----- GIVEN INFORMATION
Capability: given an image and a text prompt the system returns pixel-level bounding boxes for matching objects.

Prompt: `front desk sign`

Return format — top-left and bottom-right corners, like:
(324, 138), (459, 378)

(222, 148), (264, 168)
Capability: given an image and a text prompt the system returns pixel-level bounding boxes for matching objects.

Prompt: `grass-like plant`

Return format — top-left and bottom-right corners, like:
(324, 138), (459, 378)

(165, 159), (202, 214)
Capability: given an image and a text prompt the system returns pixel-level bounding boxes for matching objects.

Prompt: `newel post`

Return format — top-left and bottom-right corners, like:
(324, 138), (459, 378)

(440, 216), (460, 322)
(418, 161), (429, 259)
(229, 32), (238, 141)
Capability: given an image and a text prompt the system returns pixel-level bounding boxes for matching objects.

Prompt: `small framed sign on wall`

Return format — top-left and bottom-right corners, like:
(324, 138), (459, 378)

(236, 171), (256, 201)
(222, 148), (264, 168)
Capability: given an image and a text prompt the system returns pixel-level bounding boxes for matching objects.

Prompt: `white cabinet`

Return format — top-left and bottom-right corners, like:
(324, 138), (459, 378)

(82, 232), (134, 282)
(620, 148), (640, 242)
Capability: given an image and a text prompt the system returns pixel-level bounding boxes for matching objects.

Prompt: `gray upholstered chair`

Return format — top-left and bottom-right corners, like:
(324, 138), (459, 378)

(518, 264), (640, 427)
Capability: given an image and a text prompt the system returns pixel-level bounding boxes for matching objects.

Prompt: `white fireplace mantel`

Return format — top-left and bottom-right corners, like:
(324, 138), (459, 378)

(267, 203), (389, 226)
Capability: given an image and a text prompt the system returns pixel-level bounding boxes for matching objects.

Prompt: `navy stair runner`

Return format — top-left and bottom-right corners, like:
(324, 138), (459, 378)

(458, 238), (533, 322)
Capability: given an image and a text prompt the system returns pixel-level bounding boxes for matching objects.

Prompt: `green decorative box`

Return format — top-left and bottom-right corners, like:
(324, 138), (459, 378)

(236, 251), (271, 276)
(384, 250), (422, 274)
----------
----- GIVEN INFORMATION
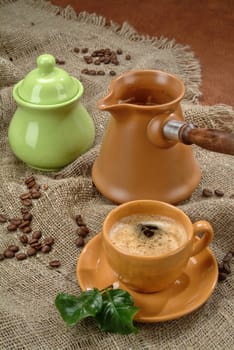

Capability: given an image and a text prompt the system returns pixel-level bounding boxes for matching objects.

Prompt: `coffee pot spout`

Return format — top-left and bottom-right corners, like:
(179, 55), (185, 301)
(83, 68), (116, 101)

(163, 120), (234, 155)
----------
(TASK PROMPT) Report each line in the two blocks above that contains the string "sign". Case counts, so a match must have the same capitalization.

(FINISHED TASK)
Prompt: `front desk sign`
Prompt: `small framed sign on wall`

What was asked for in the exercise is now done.